Mediterranean: greatly reduced half-life –> marked intravascular hemolysis with oxidative stress

Question 4

What do we see on labs with G6PD?

Answer 4

Heinz bodies and bite cells on blood smear

Heinz bodies: oxidative stress causes precipitation of Hb
Bite cells: MOs in spleen remove Heinz bodies

Question 5

What are causes of oxidative stress in G6PD?

Answer 5

(1) sulfa drugs
(2) antimalarials (e.g., primaquine)
(3) dapsone
(4) fava beans
(5) infections

Question 6

How does G6PD present?

Answer 6

Back pain, hemoglobinuria days after exposure to oxidative stress. (and hemolytic anemia)

Question 7

How is G6PD diagnosed?

Answer 7

Heinz preparation used to screen; enzyme studies used to confirm diagnosis

Question 8

What is anemia?

Answer 8

a reduction in circulating RBC mass

Question 9

How does anemia present?

Answer 9

with the signs and symptoms of hypoxia

Question 10

What are the signs and symptoms of hypoxia?

Answer 10

(1) weakness, fatigue
(2) shortness of breath
(3) pale conjunctiva and skin
(4) headache and lightheadedness
(5) Angina, espcially with preexisting CAD

Question 11

What measures are used as surrogates for RBC mass?

Answer 11

hemogloblin (Hb)

hematocrit (Hct)

Question 12

How are anemias broadly classified?

Answer 12

By the MCV (mean corpuscular volume)

Question 13

What is the root cause of microcytic anemias?

Answer 13

Microcytic anemias are due to decreased production of hemoglobin.

During RBD development, the cells from erythroid progenitor to the final, mature RBC get smaller with each division. These anemias can be thought of as having arisen due to an “extra” division in order to maintain Hb concentration in the face of decreased Hb production?

Question 14

What are the components of hemoglobin?

Answer 14

Hb consists of heme and globin.
Heme is composed of an iron atom, and a protoporphyrin ring.

A decrease in any one of these components will lead to a microcytic anemia

Question 15

List the main types of microcytic anemia

Answer 15

(1) iron deficiency anemia
(2) anemia of chronic disease
(3) sideroblastic anemia
(4) thalassemias
(5) lead poisoning

Question 16

Describe the process of iron absorption to storage.

Answer 16

1. Iron is absorbed in the duodenum, via the DMT (divalent metal transporter)
2. Enterocytes transport iron from cell across basolateral MB to blood via ferroportin
3. iron is transported in the blood and delivered to storage sites via transferrin
4. iron is stored in bone marrow macrophages and hepatocytes bound to ferritin.

Question 17

What are the laboratory measures of iron status?

Answer 17

1. serum iron –measures iron in the blood
2. total iron-binding capacity (TIBC) –measure of transferrin molecules in the blood
3. % saturation – % of transferrin molecules that are bound by iron (normal is 33%)
4. serum ferritin – reflects iron stores in macrophages and liver

Question 18

What are the lab findings of iron deficiency anemia?

Answer 18

1. decreased serum ferritin
2. increased TIBC
3. decreased serum iron
4. decreased % saturation of transferrin
5. microcytic, hypochromic RBCs
6. increased RCDW (red cell distribution width)

> [PROVIDED MATERIAL]:
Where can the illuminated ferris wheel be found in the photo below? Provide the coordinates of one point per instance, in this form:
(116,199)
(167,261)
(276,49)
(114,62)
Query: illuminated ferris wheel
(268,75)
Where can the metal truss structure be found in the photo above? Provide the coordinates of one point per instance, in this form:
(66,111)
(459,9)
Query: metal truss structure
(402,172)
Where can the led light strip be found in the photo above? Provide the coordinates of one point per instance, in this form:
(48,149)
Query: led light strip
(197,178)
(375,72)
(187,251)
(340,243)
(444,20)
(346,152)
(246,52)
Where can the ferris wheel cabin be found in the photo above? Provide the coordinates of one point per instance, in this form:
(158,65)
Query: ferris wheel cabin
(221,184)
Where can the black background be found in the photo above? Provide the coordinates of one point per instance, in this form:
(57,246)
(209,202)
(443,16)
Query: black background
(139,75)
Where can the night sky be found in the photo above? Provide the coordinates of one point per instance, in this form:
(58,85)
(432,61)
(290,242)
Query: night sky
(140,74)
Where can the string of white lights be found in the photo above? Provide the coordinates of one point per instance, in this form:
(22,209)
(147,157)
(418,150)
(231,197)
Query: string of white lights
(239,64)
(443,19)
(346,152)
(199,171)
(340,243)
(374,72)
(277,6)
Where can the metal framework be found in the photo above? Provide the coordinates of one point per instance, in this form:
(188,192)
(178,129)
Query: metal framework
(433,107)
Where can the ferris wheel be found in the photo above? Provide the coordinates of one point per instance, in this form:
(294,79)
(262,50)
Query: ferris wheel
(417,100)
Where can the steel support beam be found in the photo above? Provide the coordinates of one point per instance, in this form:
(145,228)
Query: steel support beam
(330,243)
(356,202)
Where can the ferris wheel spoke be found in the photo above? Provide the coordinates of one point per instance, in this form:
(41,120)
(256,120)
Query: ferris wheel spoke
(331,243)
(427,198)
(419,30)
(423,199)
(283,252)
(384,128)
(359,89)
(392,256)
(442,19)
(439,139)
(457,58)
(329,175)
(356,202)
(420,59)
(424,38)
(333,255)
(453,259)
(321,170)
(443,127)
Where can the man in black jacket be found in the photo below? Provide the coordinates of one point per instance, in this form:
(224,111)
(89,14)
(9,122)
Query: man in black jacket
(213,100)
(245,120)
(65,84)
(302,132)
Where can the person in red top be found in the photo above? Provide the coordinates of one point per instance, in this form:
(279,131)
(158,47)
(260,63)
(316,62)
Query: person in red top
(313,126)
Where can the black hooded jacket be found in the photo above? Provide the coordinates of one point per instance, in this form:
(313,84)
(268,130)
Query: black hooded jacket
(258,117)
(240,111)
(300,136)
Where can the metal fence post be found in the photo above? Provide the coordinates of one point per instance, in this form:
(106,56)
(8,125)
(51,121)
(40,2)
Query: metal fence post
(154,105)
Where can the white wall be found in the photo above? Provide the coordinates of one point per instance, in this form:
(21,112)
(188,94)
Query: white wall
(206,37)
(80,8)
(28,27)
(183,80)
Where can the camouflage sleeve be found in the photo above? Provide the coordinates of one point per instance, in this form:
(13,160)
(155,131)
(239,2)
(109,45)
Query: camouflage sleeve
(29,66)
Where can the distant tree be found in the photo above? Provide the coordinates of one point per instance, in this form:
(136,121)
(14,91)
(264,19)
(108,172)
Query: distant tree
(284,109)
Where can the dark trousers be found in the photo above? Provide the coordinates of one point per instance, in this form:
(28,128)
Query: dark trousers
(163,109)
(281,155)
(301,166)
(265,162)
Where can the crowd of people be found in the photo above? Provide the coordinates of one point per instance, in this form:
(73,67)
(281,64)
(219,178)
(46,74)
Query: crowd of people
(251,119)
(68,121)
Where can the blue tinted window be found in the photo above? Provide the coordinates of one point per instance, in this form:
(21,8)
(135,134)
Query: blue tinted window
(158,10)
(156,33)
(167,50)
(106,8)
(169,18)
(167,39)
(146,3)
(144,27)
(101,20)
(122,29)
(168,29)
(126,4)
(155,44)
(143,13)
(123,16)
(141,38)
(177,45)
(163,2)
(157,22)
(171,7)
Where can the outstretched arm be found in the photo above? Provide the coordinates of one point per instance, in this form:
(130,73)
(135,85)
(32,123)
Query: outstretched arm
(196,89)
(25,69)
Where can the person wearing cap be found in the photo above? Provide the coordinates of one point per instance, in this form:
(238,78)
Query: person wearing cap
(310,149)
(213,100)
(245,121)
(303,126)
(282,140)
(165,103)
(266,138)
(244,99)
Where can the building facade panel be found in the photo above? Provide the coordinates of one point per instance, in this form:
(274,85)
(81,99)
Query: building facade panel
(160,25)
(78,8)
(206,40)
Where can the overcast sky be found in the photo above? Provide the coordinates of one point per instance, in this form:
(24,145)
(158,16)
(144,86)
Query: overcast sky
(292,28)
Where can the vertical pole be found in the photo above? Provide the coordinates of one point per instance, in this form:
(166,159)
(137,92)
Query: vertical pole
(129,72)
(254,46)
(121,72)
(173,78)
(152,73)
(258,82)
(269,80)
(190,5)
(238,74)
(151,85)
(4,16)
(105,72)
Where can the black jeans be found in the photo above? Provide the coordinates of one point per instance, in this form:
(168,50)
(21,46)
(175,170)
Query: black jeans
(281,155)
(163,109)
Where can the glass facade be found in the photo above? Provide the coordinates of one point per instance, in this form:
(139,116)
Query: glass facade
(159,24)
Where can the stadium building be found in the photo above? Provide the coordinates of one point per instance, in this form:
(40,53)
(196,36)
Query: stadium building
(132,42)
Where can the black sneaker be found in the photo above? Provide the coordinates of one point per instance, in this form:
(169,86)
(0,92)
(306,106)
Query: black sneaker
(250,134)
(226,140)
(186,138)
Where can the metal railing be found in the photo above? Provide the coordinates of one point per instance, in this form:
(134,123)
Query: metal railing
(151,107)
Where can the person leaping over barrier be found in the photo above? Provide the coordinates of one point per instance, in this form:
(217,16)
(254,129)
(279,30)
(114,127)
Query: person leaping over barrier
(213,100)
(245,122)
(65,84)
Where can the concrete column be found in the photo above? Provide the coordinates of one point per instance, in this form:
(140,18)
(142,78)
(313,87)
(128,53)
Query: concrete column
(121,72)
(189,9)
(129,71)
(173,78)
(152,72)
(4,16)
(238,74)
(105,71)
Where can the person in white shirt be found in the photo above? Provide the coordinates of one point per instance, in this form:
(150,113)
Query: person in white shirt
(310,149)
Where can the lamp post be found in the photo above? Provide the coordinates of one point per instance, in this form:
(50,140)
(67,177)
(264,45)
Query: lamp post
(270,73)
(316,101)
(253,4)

---

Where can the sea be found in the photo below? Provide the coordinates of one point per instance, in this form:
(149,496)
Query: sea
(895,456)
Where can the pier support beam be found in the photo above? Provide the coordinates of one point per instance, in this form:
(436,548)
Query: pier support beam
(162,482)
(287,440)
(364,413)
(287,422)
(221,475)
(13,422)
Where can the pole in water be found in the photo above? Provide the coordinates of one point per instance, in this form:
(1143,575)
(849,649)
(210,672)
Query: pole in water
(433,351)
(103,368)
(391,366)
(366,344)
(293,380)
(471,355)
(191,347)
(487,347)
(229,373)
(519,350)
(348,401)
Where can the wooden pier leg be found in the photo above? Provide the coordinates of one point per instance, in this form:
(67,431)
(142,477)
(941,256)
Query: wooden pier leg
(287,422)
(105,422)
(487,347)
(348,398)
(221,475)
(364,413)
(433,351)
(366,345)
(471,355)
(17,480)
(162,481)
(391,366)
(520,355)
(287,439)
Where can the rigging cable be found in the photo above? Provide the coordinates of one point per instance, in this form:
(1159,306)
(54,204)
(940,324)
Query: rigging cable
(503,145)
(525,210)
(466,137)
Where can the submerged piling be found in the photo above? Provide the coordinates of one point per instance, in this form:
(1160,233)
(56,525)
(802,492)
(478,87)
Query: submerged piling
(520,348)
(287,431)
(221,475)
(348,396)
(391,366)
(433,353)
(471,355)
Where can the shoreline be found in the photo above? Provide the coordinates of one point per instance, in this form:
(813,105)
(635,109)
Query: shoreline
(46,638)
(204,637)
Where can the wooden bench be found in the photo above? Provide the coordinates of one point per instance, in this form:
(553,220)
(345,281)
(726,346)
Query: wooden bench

> [TASK DIRECTIONS]:
Answer these questions from the hematology review notes:
(a) Which antimalarial drug is named as an example of a cause of oxidative stress in G6PD?
(b) What is used to confirm a G6PD diagnosis?
(c) In which part of the intestine is iron absorbed?

> [YOUR SOLUTION]:
(a) Primaquine.
(b) Enzyme studies.
(c) The duodenum.